*GIVEN PASSAGE*
#####

So 22,500 * 4 = 90,000 miles. At speed of light = 186,000 miles per second = about a half second journey. The reply takes just as long. That's a huge latency.

That's why there are so many undersea fiber optic lines around the world... it's much faster to use transmission lines close to the surface.

I don't know why more companies don't build in cold places like Alaska or Maine or Chicago...open the darn windows from Nov-May and get free air conditioning which is a HUGE electricity eater.

I believe that some data centers also use recycled river water to cool down.
 
This makes a lot of sense. With iCloud, Apple is making a commitment to looking after customer's data and geographically remote, mirrored sites would enable them to do this in a reasonably nuke proof manner (well, at least that's my best guess on why they're so keen on building data centres).
 
God you have NO idea do you? You have your computer, links to the telephone exchange, or maybe the CAB first (Green road side box in the UK) which if using fibre has power in it to boost the signal, then from the exchange it may link to another bigger exchange and so on to the POP site, then it links to the network backbone, then through the network and pop sites, across the planet, onto other pop sites, then telephone exchanges then to where the server you getting the information from is based, then all the way back to your computer.

#####

*DATA SUPPLIED*
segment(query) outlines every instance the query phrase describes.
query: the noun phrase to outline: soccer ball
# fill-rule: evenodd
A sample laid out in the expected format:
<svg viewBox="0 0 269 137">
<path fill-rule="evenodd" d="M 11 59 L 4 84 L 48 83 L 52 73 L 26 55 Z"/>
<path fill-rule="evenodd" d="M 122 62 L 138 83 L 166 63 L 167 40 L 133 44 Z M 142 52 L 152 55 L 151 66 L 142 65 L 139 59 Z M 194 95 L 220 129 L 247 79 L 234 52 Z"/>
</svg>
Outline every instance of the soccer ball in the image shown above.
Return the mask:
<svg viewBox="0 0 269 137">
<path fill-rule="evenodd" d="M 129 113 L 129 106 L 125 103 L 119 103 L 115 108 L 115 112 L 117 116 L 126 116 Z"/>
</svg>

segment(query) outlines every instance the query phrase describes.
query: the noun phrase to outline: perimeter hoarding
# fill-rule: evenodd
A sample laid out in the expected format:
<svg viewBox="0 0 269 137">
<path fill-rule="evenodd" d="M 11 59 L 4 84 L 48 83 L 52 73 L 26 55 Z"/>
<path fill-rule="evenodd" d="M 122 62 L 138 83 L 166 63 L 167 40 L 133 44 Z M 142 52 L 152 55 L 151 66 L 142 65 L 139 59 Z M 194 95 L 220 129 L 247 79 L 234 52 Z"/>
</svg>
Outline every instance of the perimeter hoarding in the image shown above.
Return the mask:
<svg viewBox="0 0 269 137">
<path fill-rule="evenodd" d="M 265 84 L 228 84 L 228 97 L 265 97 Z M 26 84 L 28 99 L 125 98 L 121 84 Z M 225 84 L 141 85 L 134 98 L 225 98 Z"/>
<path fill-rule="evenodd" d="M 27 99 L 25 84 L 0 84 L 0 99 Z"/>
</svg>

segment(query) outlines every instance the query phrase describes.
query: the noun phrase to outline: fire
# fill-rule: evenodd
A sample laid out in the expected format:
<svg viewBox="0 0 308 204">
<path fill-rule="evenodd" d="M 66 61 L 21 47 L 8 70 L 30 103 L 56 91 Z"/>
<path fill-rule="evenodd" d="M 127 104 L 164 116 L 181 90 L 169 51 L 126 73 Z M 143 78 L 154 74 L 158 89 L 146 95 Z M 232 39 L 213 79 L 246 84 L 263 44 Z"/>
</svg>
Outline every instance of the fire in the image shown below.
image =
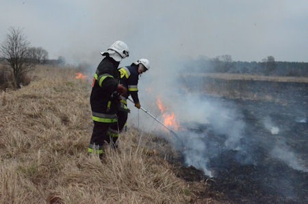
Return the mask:
<svg viewBox="0 0 308 204">
<path fill-rule="evenodd" d="M 87 75 L 85 75 L 84 74 L 82 74 L 81 73 L 75 73 L 75 77 L 77 79 L 86 79 L 86 78 L 88 78 Z"/>
<path fill-rule="evenodd" d="M 172 127 L 175 130 L 178 130 L 180 127 L 180 125 L 179 123 L 175 120 L 175 114 L 173 112 L 171 112 L 170 114 L 166 113 L 167 107 L 164 105 L 159 99 L 157 99 L 157 104 L 158 108 L 163 114 L 162 117 L 164 118 L 164 125 L 167 127 Z"/>
</svg>

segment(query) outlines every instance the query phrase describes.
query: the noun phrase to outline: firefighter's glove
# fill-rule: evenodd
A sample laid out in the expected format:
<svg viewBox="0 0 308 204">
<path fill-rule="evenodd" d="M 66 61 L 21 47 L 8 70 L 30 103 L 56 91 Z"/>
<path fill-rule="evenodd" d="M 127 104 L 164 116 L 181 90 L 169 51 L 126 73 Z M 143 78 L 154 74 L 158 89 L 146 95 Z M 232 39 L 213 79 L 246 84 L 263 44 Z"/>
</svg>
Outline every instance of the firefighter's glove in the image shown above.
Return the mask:
<svg viewBox="0 0 308 204">
<path fill-rule="evenodd" d="M 118 84 L 116 92 L 121 95 L 125 95 L 127 92 L 127 89 L 122 84 Z"/>
<path fill-rule="evenodd" d="M 140 109 L 141 105 L 140 103 L 135 103 L 135 107 L 137 107 L 138 109 Z"/>
</svg>

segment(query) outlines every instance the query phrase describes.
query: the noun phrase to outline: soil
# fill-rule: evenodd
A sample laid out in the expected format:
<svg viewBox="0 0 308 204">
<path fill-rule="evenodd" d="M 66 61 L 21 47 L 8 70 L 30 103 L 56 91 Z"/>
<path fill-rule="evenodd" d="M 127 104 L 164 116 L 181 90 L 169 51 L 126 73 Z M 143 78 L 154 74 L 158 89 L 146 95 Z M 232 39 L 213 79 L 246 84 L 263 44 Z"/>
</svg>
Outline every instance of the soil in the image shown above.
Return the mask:
<svg viewBox="0 0 308 204">
<path fill-rule="evenodd" d="M 220 99 L 231 102 L 231 108 L 233 105 L 240 110 L 246 124 L 246 136 L 241 140 L 244 149 L 222 150 L 209 158 L 207 166 L 214 173 L 213 177 L 185 164 L 181 151 L 177 156 L 169 157 L 179 177 L 206 186 L 194 192 L 194 203 L 208 202 L 210 198 L 212 203 L 308 203 L 306 88 L 297 92 L 298 98 L 281 98 L 279 103 Z M 264 127 L 265 117 L 270 118 L 279 131 L 269 133 Z M 206 135 L 206 140 L 212 143 L 223 142 L 223 136 L 216 134 L 210 125 L 193 127 L 188 125 L 186 131 Z M 273 151 L 276 149 L 274 144 L 282 150 Z M 286 157 L 281 159 L 285 153 Z M 292 160 L 298 157 L 303 159 L 300 164 Z"/>
</svg>

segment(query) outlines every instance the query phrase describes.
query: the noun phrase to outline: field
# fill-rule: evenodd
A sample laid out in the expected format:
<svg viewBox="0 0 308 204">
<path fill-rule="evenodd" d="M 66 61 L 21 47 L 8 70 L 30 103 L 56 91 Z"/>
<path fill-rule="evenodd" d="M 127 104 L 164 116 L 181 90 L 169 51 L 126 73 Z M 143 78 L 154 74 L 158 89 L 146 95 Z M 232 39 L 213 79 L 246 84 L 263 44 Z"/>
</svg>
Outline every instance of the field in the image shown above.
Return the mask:
<svg viewBox="0 0 308 204">
<path fill-rule="evenodd" d="M 144 145 L 155 136 L 131 128 L 121 135 L 118 151 L 107 149 L 104 163 L 87 155 L 90 88 L 76 72 L 38 67 L 29 86 L 1 92 L 0 203 L 196 201 L 194 192 L 206 183 L 177 177 L 162 151 Z"/>
<path fill-rule="evenodd" d="M 204 88 L 206 100 L 231 101 L 230 109 L 243 113 L 246 135 L 254 136 L 242 139 L 246 144 L 243 154 L 224 149 L 226 136 L 217 134 L 211 124 L 188 124 L 185 130 L 177 132 L 196 135 L 209 148 L 201 157 L 211 158 L 206 165 L 214 177 L 209 177 L 202 168 L 187 162 L 195 149 L 188 146 L 177 152 L 159 136 L 133 127 L 121 134 L 117 151 L 107 148 L 103 163 L 96 155 L 88 156 L 92 129 L 90 81 L 76 79 L 77 72 L 38 67 L 28 86 L 1 92 L 1 203 L 238 203 L 285 199 L 304 203 L 307 199 L 307 172 L 268 157 L 264 146 L 270 149 L 270 145 L 264 145 L 285 139 L 296 153 L 307 155 L 307 123 L 296 122 L 301 115 L 294 108 L 304 107 L 303 115 L 307 114 L 307 101 L 303 100 L 307 97 L 307 78 L 202 76 L 198 83 Z M 187 84 L 190 79 L 196 81 L 196 76 L 191 77 L 187 77 Z M 185 88 L 193 90 L 194 86 Z M 288 99 L 290 96 L 294 97 Z M 275 129 L 268 134 L 260 119 L 264 115 L 280 121 L 277 126 L 281 130 L 292 128 L 283 134 L 275 134 Z M 288 138 L 289 134 L 294 136 Z M 268 140 L 269 136 L 272 140 Z M 210 155 L 211 149 L 220 151 Z M 248 155 L 253 162 L 247 162 Z M 290 179 L 281 180 L 280 175 Z M 285 183 L 290 187 L 274 190 Z M 281 193 L 290 190 L 295 195 Z"/>
</svg>

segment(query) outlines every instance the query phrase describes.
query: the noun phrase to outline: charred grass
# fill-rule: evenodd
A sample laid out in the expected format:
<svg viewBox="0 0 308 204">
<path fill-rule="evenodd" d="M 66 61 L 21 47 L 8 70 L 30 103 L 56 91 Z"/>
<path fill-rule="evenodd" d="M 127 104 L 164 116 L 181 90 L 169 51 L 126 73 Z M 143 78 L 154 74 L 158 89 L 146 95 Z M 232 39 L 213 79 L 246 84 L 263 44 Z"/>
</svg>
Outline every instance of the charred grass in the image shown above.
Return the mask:
<svg viewBox="0 0 308 204">
<path fill-rule="evenodd" d="M 29 85 L 0 92 L 1 203 L 212 201 L 199 197 L 204 182 L 177 176 L 164 151 L 146 145 L 153 136 L 136 129 L 121 135 L 118 150 L 107 148 L 104 162 L 88 156 L 90 85 L 75 72 L 38 67 Z"/>
</svg>

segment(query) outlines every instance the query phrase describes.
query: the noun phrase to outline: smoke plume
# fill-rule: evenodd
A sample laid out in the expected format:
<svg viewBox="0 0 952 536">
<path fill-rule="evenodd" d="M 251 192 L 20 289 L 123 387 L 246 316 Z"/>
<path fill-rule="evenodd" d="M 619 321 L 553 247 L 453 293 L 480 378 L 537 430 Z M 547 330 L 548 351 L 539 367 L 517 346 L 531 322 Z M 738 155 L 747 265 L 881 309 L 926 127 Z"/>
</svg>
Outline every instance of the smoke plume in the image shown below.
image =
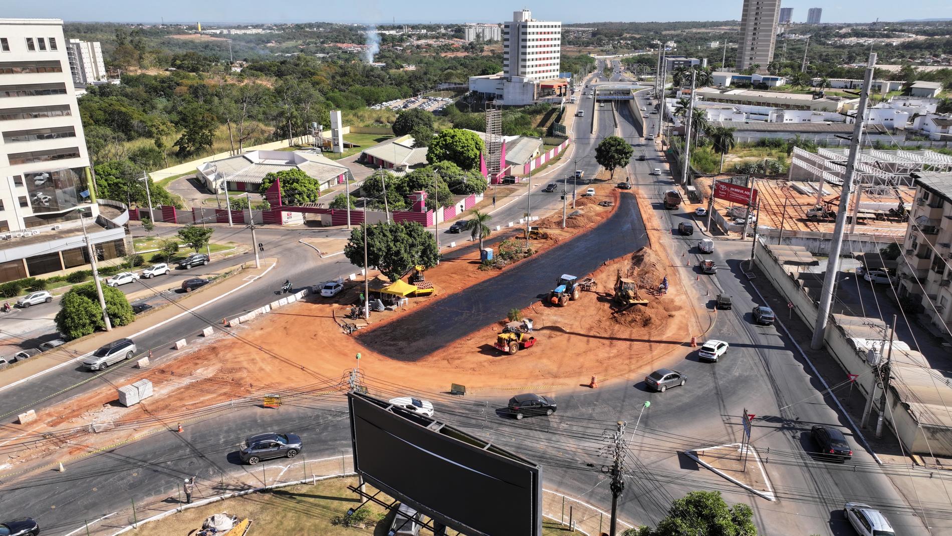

#####

*TASK LIST*
**A)** Transcribe the part of the data center discussion starting with "God you have" and going on through "to your computer.".
**B)** In the data center discussion, what is the CAB in the UK described as?

*RESPONSES TO THE TASKS*
**A)**
God you have NO idea do you? You have your computer, links to the telephone exchange, or maybe the CAB first (Green road side box in the UK) which if using fibre has power in it to boost the signal, then from the exchange it may link to another bigger exchange and so on to the POP site, then it links to the network backbone, then through the network and pop sites, across the planet, onto other pop sites, then telephone exchanges then to where the server you getting the information from is based, then all the way back to your computer.

**B)** A green roadside box.